= Given task =
Return verbatim every line from the beginning of the listing up to and including the line containing "point(130, 458)".

[Point labeling examples]
•••••

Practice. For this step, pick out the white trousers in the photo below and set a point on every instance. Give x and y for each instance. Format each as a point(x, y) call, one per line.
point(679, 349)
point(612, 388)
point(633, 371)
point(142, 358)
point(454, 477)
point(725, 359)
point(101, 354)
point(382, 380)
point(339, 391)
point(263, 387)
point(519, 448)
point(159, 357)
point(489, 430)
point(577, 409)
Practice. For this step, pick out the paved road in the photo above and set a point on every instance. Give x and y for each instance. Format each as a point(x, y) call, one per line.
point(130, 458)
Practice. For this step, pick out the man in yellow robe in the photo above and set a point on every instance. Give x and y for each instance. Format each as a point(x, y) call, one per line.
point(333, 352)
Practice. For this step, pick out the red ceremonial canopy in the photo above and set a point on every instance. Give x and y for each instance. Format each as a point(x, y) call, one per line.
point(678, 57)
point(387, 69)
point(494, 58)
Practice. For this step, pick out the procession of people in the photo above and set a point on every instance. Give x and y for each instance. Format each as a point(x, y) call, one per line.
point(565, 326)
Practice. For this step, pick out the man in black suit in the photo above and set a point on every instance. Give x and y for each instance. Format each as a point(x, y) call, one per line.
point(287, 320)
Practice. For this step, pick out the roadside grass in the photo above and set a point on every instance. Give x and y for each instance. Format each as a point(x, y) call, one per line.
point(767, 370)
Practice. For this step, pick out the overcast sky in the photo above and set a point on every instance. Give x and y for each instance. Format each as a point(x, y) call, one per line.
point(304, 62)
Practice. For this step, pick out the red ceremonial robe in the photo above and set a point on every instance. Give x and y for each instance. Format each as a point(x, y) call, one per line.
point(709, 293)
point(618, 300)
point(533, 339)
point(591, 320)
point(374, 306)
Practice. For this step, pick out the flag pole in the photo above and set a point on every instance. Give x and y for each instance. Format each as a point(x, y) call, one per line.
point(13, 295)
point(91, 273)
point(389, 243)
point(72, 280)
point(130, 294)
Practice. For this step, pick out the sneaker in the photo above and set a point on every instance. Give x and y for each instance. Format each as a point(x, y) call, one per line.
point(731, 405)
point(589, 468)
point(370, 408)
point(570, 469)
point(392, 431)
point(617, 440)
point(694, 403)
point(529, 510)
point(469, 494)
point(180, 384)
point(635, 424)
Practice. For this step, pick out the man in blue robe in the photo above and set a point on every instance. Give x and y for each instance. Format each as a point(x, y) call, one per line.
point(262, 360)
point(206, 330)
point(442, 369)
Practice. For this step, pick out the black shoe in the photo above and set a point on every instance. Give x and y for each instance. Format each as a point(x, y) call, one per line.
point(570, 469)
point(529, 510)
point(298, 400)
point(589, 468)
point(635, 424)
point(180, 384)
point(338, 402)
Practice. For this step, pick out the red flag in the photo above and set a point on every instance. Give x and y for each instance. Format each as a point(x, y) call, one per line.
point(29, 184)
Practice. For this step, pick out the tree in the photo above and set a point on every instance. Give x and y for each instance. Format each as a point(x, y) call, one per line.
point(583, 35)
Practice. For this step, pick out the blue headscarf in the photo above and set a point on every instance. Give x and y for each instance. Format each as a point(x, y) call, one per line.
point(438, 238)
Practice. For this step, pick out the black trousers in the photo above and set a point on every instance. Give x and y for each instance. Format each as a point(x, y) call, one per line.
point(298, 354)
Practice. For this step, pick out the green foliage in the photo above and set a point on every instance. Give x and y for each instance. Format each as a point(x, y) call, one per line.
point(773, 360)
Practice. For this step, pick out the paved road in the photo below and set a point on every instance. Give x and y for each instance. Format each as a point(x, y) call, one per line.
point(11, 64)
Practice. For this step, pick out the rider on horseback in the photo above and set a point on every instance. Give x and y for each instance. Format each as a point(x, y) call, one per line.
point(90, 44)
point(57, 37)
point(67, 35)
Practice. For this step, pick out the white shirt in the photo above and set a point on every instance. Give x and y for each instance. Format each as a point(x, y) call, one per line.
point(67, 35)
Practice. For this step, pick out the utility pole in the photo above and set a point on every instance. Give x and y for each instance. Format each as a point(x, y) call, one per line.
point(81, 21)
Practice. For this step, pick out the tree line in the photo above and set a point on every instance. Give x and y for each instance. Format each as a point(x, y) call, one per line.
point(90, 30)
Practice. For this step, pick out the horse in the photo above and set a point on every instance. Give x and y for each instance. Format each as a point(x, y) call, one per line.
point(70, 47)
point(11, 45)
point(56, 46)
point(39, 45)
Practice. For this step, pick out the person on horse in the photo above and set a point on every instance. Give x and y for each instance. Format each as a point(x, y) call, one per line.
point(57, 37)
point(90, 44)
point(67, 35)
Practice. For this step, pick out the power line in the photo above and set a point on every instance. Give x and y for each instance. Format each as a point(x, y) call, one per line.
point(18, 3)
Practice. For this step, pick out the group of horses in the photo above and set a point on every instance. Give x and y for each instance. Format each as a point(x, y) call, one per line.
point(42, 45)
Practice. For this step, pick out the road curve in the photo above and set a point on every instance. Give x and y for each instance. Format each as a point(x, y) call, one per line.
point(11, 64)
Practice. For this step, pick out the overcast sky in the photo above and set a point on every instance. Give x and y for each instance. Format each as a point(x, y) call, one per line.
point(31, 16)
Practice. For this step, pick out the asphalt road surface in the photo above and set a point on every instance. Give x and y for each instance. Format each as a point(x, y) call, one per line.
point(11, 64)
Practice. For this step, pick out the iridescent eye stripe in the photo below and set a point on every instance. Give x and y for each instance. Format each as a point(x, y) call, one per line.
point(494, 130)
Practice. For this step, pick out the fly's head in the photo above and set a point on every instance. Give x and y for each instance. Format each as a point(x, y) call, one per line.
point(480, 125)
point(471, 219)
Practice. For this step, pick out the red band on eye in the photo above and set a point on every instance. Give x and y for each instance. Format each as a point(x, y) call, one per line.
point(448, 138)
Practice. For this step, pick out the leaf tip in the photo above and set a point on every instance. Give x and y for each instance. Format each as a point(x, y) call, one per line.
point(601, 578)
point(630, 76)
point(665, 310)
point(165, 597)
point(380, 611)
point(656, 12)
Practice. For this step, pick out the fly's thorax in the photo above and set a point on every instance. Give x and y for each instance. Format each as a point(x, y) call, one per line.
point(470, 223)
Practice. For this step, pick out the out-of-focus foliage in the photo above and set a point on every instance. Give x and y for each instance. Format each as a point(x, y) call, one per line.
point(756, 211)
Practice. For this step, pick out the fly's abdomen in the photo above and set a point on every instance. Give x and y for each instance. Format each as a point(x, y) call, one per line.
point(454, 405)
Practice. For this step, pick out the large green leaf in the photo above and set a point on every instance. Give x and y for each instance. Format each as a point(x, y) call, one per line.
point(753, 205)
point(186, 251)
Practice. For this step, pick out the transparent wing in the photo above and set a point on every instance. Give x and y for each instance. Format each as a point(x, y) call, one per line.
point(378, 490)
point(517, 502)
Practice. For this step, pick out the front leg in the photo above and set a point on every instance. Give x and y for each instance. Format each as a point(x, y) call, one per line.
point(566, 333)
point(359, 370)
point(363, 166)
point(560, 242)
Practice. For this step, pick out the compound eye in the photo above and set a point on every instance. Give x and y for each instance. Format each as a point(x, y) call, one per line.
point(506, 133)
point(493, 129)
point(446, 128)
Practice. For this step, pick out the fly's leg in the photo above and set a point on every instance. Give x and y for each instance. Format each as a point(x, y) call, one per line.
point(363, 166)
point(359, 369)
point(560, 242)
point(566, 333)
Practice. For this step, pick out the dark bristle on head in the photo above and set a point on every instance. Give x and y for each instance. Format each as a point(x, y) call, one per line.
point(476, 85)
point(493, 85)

•••••

= Answer for this exercise =
Practice. For this step, pick out the white trousers in the photo below and set a point on every instance. Give x and y for each instance. Format each as a point(x, y) call, one per line.
point(679, 349)
point(612, 388)
point(633, 371)
point(142, 358)
point(454, 477)
point(725, 359)
point(101, 354)
point(382, 380)
point(339, 391)
point(263, 387)
point(519, 448)
point(159, 357)
point(489, 430)
point(577, 409)
Practice. For this step, pick out the paved road in the photo above and set a point on every instance. Give x and y for each instance. Format each as a point(x, y) call, one per line.
point(130, 458)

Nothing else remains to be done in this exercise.